(Records from a collection)
━━━━━━━━━━━━━━━━

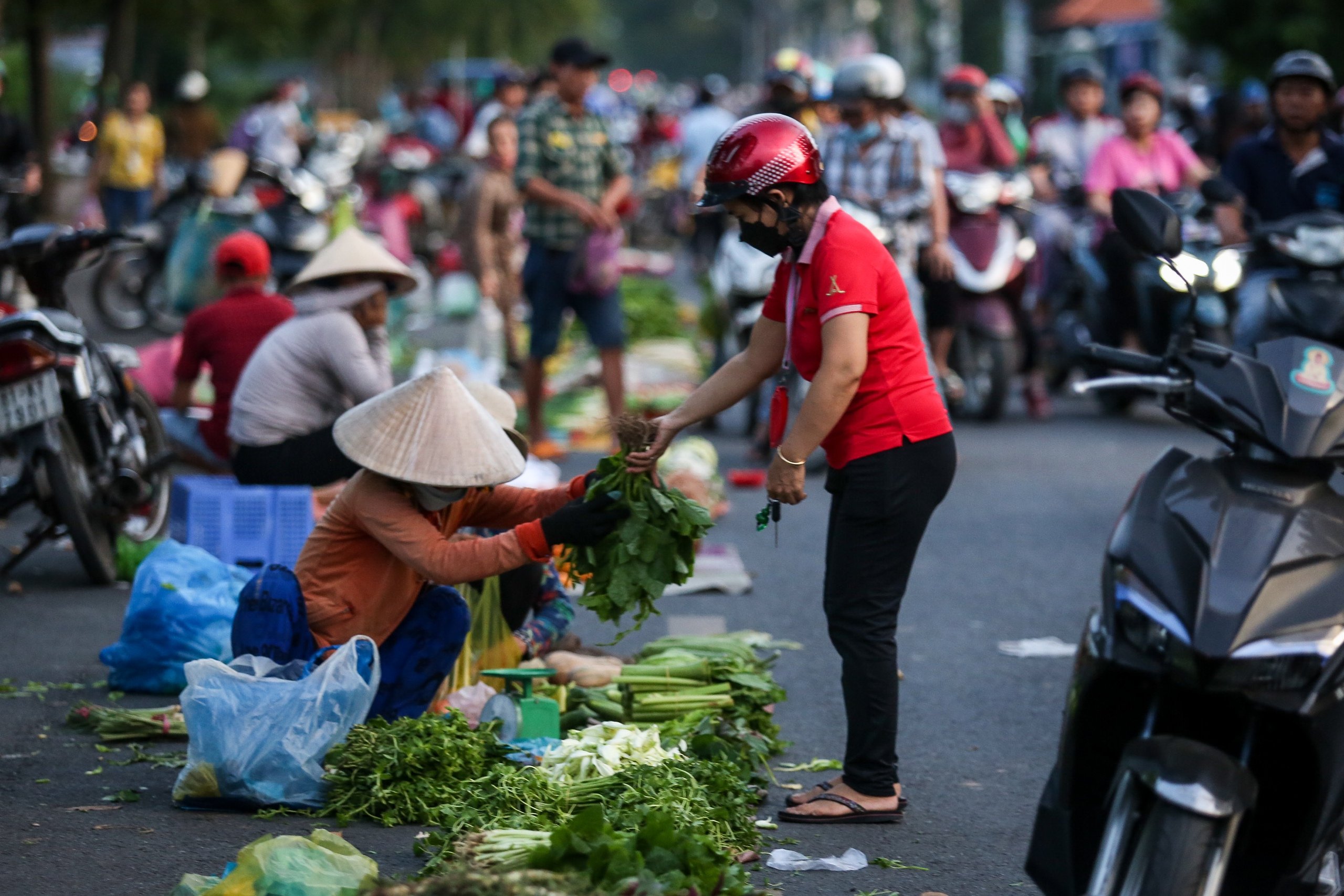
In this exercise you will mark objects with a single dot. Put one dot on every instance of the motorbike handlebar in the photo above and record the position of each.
(1126, 361)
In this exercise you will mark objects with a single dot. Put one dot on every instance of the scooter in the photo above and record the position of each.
(990, 256)
(92, 452)
(741, 279)
(1202, 736)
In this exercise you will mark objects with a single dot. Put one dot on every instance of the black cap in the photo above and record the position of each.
(580, 53)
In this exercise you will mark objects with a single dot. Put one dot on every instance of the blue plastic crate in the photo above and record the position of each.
(246, 524)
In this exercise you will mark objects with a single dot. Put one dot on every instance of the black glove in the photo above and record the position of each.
(584, 522)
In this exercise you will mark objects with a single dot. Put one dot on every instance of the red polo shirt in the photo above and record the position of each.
(844, 270)
(224, 336)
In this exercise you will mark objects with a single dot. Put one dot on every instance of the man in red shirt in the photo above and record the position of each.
(224, 336)
(841, 315)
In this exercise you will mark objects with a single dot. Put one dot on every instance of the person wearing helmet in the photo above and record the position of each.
(1143, 157)
(973, 140)
(191, 127)
(702, 125)
(1006, 99)
(1295, 166)
(18, 160)
(867, 163)
(788, 88)
(838, 312)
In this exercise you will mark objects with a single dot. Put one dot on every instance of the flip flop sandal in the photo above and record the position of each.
(858, 815)
(797, 800)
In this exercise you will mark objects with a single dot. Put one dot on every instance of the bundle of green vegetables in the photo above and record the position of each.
(116, 723)
(652, 549)
(400, 773)
(655, 858)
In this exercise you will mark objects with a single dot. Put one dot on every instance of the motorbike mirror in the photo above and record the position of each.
(1151, 226)
(1220, 193)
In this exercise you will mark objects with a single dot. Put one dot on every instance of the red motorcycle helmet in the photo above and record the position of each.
(965, 76)
(760, 152)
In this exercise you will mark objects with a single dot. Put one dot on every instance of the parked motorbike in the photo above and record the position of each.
(92, 453)
(741, 279)
(133, 263)
(1199, 754)
(1312, 299)
(990, 256)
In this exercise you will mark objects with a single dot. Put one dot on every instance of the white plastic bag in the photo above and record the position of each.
(260, 730)
(790, 860)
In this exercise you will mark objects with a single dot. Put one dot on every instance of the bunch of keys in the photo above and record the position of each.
(771, 512)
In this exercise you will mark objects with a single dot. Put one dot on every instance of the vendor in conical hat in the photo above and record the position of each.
(332, 355)
(382, 561)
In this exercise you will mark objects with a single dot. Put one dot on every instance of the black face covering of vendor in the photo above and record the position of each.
(435, 499)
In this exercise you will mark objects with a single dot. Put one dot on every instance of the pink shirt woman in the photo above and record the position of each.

━━━━━━━━━━━━━━━━

STATED TASK: Output the entries above exactly, without their pictures.

OUTPUT OF THE EXERCISE:
In this exercise you will mark objects with a single dot. Put one dot on every instance of the motorbike handlebar in the photo above and record the position of each.
(1126, 361)
In this exercise you will mark objects with a single dot. Put one dot on every instance of the scooter in the photo above and record the position of each.
(990, 256)
(92, 452)
(741, 279)
(1202, 736)
In this exercise you will mark objects with a single dot. Put one dot on every instance of the black cap in the photo above and record the position of each.
(580, 53)
In this exercise you will mark objects with a single dot. Put one dot on every instance of the blue plastic crate in the photo above and record the position of each.
(246, 524)
In this exercise you will mark objects with a single dot. Put one dot on every instance of the black glove in the photo above and record the position of each.
(584, 522)
In this exercise you will mark objects with a single dot. Put one dot on every instance of the red polo shirt in the photo above and record the position of each.
(844, 270)
(224, 336)
In this exercise you will mark objects with a single dot. Put one dot on every instance of the man in red shirt in the photo above and record the position of each.
(224, 336)
(841, 315)
In this exercise you will mark objects with a single dot. Put one dot on every instance of the person wearing helmet in the photo above and record the position of each.
(1143, 157)
(973, 140)
(191, 127)
(702, 125)
(1006, 99)
(1295, 166)
(18, 160)
(867, 163)
(788, 88)
(838, 312)
In this exercise you will mark objects with a single dot. Put one dot on every instance of the flip flop sandal in the photo above and record the position of each.
(858, 815)
(797, 800)
In this exercise you will mark objects with a single dot. Put one dot on every instance of the bundle of green vegetables in the photo above and record the position of each.
(116, 723)
(652, 549)
(400, 773)
(655, 858)
In this exercise you will mark objects with a single dot. Put one dot on every instance of the motorbike mirror in the photo above and record the position of each.
(1151, 226)
(1220, 193)
In this exercise you will mark objects with a single dot. Put one dot on every instance of the red motorcycle helmet in the photo above and record the position of each.
(965, 76)
(760, 152)
In this exercise you will mark objects with a single dot. Put one dot on every instance of the parked motorbike in the photo above and record the position of each.
(92, 453)
(741, 279)
(133, 263)
(1199, 754)
(1312, 299)
(990, 256)
In this exercise you will mark objects with a single dot. Put one dot on every instance of the white plastic bag in the photo above and record the position of each.
(260, 730)
(790, 860)
In this exercise you will mark objects with a single dot. Put one dot on every instance of the bunch of keys in the photo above and record the position of each.
(771, 512)
In this exercise you will mark objects with a single dot. Put one dot on every instance of the vendor in conical hat in the photo above and record the position of each.
(332, 355)
(382, 561)
In this exercise you will mark objects with a single dot. Put one dot on every instance of the black face covering of vendor in the photo above and record the position of each.
(435, 499)
In this exercise you will mark objects with a single dot. Put one dot on every instance of the pink shirt woman in the photo above and record the position of each.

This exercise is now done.